**EXERCISE BRIEF**
Can you reproduce, word for word, the stretch of the tape backup text below that begins at "Unreliable Data Backup" and stops after "system breaks down."?
# start of SELECTION
Unreliable Data Backup

It seems kindof ironic that tape backup is the most popular form of data backup among businesses and it is also the most unreliable. It is not even close, so I will say it again; tapes are absolutely the most unreliable backup media. It's not necessarily the tape's fault. The tape drives, tape libraries, and software may be just as guilty as the media itself. In defense of all of the tape backup technology; it is complex stuff and it must all work together to produce good backups. Humans also contribute to the problems with tape backup; tapes are finicky and must be treated with care. Most backup tape media have environmental requirements for storage and even have a prescribed way they can be stacked or shelved. The procedures to maintain and ensure proper backup function must be followed and monitored diligently or the tape backup system breaks down.

Not only are tape backup systems unreliable, but they are also some of the most expensive to purchase and own. Modern high capacity tape media costs well over $100 per unit. The cost per GB is usually higher for tape media than the cost per GB of a hard disk drive. The tape hardware is much more costly to purchase and maintain than disk-based equipment. And the human resources required to operate and maintain tape based backup systems are also a major factor.

Okay, if tape backup is the most unreliable backup media, and also the most expensive, then why is it so widely used? I think there is one simple explanation; tape backup is the oldest form of backup and a lot of people haven't changed to disk-based or online backup systems yet. Many companies have invested heavily in their tape-based systems and can't swallow the thought of scrapping that investment. So they continue to pay the maintenance and upgrade costs year after year.

If you are still using a tape-backup system, you would be well served to look at disk based storage systems. Disk-based storage is not just onsite storage. Most modern disk-based systems have removable hard-drives that can be transported offsite just as easily has tape media. Better yet, just use your network to ship your data offsite. In most cases bandwidth and online/offsite backup storage is more cost effective than the cost of tape backup, and it is much more reliable and easier to use and maintain.
# end of SELECTION
# start of COLLECTED MATERIAL
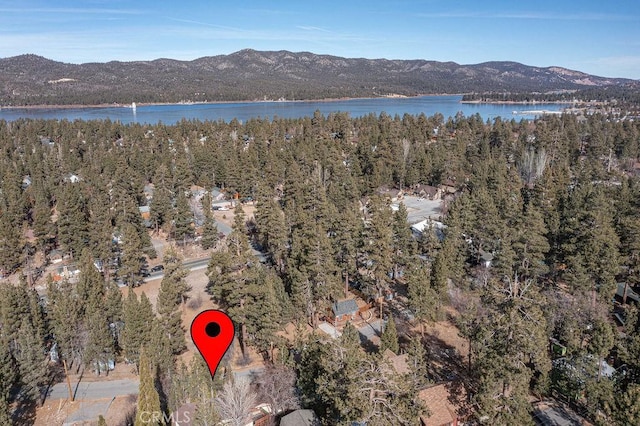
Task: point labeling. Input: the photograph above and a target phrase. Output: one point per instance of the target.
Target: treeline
(624, 97)
(549, 202)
# end of COLLECTED MATERIAL
**WORKED ANSWER**
Unreliable Data Backup

It seems kindof ironic that tape backup is the most popular form of data backup among businesses and it is also the most unreliable. It is not even close, so I will say it again; tapes are absolutely the most unreliable backup media. It's not necessarily the tape's fault. The tape drives, tape libraries, and software may be just as guilty as the media itself. In defense of all of the tape backup technology; it is complex stuff and it must all work together to produce good backups. Humans also contribute to the problems with tape backup; tapes are finicky and must be treated with care. Most backup tape media have environmental requirements for storage and even have a prescribed way they can be stacked or shelved. The procedures to maintain and ensure proper backup function must be followed and monitored diligently or the tape backup system breaks down.